Pictures aside, each entry has to be returned exactly as it stands.

[Material shown — start]

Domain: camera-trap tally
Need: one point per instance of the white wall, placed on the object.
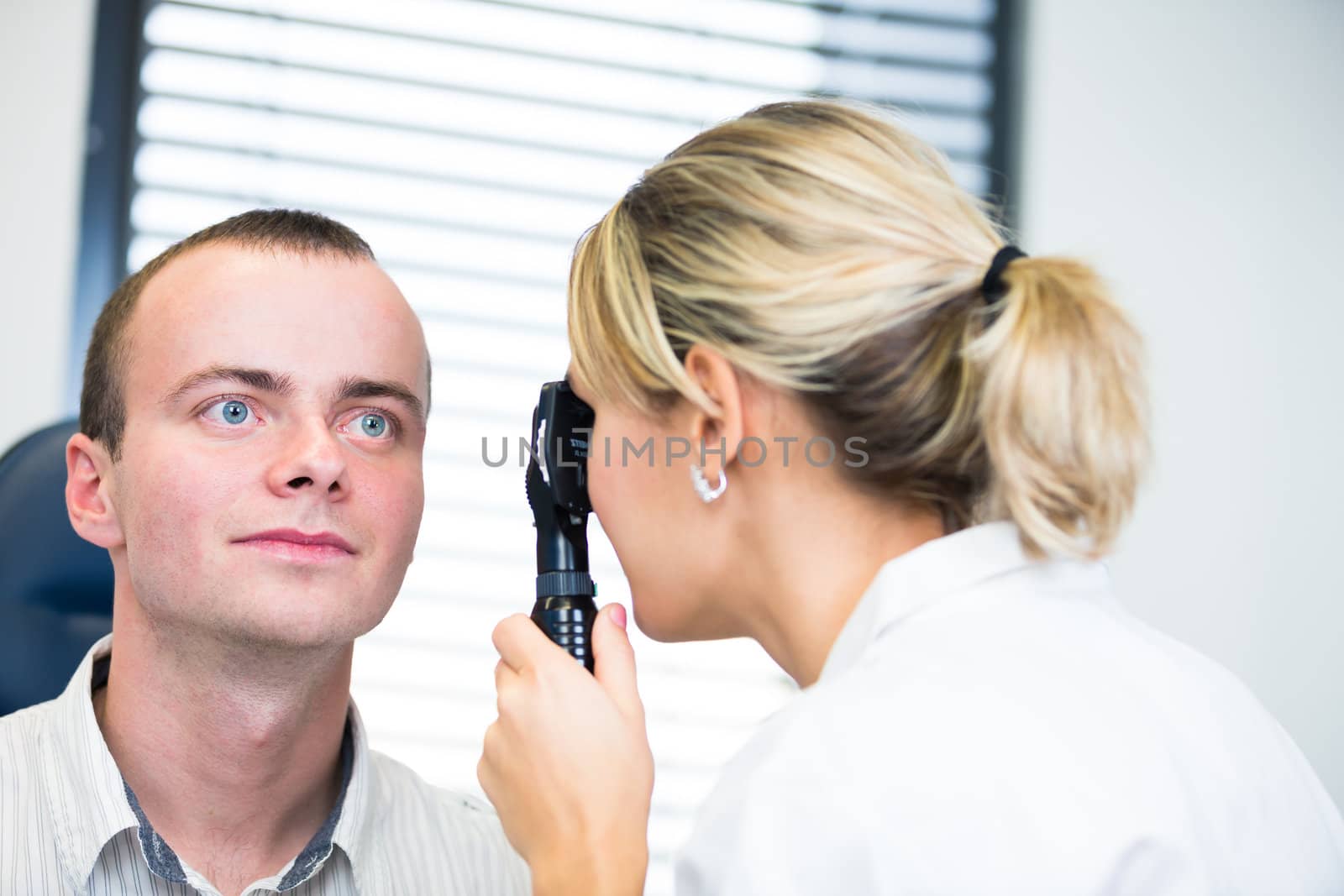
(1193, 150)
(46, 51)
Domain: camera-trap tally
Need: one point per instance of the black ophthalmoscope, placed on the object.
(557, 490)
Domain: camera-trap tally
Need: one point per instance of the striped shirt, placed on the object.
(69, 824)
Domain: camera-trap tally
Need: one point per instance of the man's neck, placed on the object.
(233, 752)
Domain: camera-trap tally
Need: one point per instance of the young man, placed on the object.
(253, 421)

[Material shown — finish]

▸ **Written answer**:
Domain: camera-trap tally
Need: one point per instance of the white wall, placed on the object.
(1193, 150)
(46, 51)
Domain: camera-trap tally
Need: one point per instance of the black ophthalmoscope, placed on the object.
(557, 490)
Domain: camera-trap tally
Need: one point per instance of the striped shirt, placed on the object.
(69, 824)
Domain: camera-trap tally
Need: one point per instance of the man's neck, placed on the object.
(233, 752)
Domain: camera-trap tally
Need: one point per instance of the young man, placed on the object.
(253, 421)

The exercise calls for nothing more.